Fragmento =>

Enésima versión de la tragedia de Shakespeare en la que su responsable consigue crear una historia propia sin traicionar a su original. La soberbia, el regicidio y la paranoia retratadas con una estética minimalista y gris que hace cinematográfico lo teatral gracias a la capacidad de sus intérpretes, la expresividad de sus palabras y su ilusión escenográfica.

Conocer una historia de antemano te permite fijarte en otras cuestiones como los resortes que utiliza su director para introducirte en su adaptación y transitarte por las muchas vicisitudes de su narración. Joel Coen ha apostado fuerte y más que una recreación, ha realizado una reinterpretación muy personal de las andanzas de este noble que, cegado por la ilusión del poder y apoyado por la frialdad de su mujer, asesina a su rey y, posteriormente, a cuantos amenacen su futuro en el trono de Escocia. No se trata solo de el conocido por películas como Fargo (1996) o No es país para viejos (2007) haya optado por el blanco y negro, sino de la pureza de líneas, espacios y composiciones que conforman cada plano y del indudable protagonismo que le da al texto sobre todo ello.

Su logro es traspasar la intensidad formal de lo concebido originalmente por Shakespeare para mostrar el punto nuclear, íntimo y hondo, desde el que nacen las emociones que expone. La dirección de Coen no trata de impactar a través de la plasticidad o la estética de lo que se ve, sino de atrapar mediante lo que se siente al escuchar los diálogos, reflexiones y monólogos de su guión. Un fino trabajo de síntesis y edición de lo imaginado por el maestro de la literatura inglesa. Palabras que generan en su espectador un impacto soterrado y silente sin espectacularidad formal, pero on la convicción de estar ante verdades absolutas.

Así es como La tragedia de Macbeth consigue ser cine sin dejar de ser teatro. Lo cinematográfico es obvio en su dirección de fotografía (Bruno Delbonnel), en el simbolismo de los detalles que ensalza y en un montaje en el que lo visual, lo sonoro y la banda sonora de Carter Burwell crean una atmósfera tenebrosa en la que no hay lugar en el que la moral y la conciencia puedan esconderse. Marco en el que encaja a la perfección el trabajo de sus intérpretes gracias a la fuerza de sus primeros planos, en los que tienen tanto protagonismo la mirada y los gestos de Denzel Washinton y Frances McDormand como los encuadres que los funden atmosféricamente con las arquitecturas que los acogen.

Filas de datos =>
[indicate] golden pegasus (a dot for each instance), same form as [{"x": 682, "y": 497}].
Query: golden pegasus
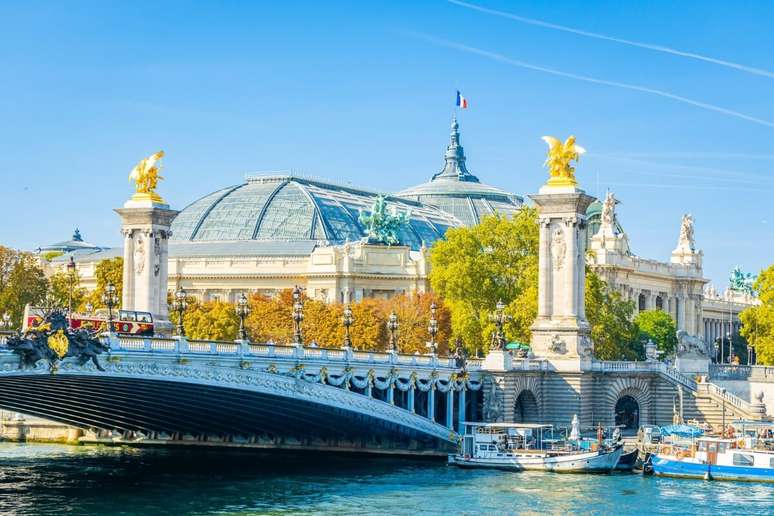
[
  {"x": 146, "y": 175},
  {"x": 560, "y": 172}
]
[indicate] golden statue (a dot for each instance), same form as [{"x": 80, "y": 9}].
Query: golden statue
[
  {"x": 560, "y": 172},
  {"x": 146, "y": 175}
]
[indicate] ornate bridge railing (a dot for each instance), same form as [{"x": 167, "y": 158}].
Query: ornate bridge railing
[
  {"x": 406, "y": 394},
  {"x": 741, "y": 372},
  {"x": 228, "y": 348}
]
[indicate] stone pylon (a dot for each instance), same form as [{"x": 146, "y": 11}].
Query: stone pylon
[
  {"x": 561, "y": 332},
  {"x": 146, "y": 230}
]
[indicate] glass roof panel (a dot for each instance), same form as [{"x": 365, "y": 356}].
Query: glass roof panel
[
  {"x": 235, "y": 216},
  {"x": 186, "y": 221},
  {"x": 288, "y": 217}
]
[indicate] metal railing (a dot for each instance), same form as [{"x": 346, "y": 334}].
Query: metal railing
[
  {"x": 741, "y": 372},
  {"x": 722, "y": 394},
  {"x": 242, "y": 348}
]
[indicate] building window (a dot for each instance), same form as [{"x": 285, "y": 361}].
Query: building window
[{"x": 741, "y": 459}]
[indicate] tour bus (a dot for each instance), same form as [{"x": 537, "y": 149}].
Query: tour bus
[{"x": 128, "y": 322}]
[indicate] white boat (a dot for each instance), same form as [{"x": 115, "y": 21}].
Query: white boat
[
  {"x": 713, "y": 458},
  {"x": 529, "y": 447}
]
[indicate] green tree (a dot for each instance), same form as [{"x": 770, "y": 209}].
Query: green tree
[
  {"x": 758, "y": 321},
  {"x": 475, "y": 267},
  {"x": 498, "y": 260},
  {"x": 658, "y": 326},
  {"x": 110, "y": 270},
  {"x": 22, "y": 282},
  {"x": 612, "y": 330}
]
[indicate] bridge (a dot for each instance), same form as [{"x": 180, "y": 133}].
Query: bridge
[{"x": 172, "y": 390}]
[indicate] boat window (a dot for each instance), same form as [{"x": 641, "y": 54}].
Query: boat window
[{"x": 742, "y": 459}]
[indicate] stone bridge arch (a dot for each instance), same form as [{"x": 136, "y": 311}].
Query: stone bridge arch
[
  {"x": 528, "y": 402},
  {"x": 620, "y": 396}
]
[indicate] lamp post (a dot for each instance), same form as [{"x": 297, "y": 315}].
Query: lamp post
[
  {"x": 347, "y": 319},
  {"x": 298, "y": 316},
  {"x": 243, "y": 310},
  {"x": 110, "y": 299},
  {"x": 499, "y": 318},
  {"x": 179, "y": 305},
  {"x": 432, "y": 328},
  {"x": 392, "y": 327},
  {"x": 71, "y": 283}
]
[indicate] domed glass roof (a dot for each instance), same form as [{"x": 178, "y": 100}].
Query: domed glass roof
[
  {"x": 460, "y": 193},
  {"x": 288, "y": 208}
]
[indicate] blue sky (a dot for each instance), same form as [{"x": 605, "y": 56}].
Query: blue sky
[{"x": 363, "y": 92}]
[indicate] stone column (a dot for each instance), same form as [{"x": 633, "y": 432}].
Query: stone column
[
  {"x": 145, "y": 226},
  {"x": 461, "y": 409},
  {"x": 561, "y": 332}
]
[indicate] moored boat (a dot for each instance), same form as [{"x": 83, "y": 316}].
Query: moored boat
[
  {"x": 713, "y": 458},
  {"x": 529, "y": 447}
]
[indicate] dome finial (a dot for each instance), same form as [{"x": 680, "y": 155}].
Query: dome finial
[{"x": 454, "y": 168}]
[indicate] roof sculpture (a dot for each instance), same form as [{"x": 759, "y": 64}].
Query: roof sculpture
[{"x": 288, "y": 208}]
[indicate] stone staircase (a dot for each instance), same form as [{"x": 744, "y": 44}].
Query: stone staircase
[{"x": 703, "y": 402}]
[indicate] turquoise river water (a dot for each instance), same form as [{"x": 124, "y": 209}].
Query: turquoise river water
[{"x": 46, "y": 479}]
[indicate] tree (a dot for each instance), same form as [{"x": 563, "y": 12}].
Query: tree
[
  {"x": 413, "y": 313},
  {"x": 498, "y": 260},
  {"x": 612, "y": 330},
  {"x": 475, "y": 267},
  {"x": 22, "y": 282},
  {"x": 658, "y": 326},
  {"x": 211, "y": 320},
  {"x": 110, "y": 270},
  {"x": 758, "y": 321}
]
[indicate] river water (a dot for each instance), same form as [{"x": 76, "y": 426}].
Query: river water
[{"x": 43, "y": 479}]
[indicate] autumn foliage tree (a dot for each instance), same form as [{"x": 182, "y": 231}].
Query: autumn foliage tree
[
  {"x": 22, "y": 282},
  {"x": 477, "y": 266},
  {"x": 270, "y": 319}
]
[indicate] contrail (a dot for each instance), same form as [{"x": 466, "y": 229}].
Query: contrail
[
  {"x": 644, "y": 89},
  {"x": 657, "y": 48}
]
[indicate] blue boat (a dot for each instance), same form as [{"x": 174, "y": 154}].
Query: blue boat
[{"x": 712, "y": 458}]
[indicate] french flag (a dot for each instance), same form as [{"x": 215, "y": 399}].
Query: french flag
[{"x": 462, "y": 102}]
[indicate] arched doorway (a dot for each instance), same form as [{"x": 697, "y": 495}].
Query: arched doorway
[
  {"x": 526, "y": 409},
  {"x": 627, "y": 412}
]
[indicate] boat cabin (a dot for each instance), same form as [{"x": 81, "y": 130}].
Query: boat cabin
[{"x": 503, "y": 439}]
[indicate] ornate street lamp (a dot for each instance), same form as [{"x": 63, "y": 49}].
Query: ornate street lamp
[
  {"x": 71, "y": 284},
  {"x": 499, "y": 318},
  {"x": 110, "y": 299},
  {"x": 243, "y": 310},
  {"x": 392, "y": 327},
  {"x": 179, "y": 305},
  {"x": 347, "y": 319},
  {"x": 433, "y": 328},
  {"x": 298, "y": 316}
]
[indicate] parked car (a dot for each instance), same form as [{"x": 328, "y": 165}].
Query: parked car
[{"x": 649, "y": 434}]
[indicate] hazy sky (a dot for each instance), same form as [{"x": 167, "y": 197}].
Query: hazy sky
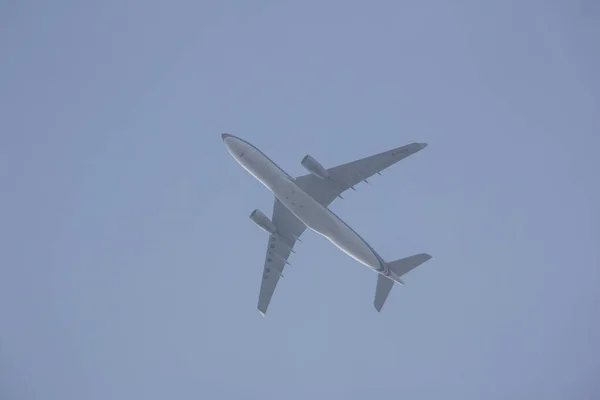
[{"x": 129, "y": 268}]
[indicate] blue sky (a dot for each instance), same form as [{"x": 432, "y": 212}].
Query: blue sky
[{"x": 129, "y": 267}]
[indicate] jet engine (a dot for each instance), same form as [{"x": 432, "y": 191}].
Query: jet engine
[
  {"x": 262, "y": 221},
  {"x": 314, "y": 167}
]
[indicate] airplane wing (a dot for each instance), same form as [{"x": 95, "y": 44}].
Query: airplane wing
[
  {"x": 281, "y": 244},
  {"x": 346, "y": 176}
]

Qué harás =>
**A.** Responde, por favor, estas preguntas con datos del fragmento:
(i) ¿Qué director firma esta adaptación?
(ii) ¿Quién está a cargo de la dirección de fotografía?
(iii) ¿Cómo es la estética con la que se retratan la soberbia, el regicidio y la paranoia?
**B.** Edita el fragmento desde "Conocer una historia" hasta "sobre todo ello.", ambos incluidos, y sustituye "Escocia" por "Dinamarca".

Respuestas en orden =>
**A.**
(i) Joel Coen
(ii) Bruno Delbonnel
(iii) Minimalista y gris

**B.**
Conocer una historia de antemano te permite fijarte en otras cuestiones como los resortes que utiliza su director para introducirte en su adaptación y transitarte por las muchas vicisitudes de su narración. Joel Coen ha apostado fuerte y más que una recreación, ha realizado una reinterpretación muy personal de las andanzas de este noble que, cegado por la ilusión del poder y apoyado por la frialdad de su mujer, asesina a su rey y, posteriormente, a cuantos amenacen su futuro en el trono de Dinamarca. No se trata solo de el conocido por películas como Fargo (1996) o No es país para viejos (2007) haya optado por el blanco y negro, sino de la pureza de líneas, espacios y composiciones que conforman cada plano y del indudable protagonismo que le da al texto sobre todo ello.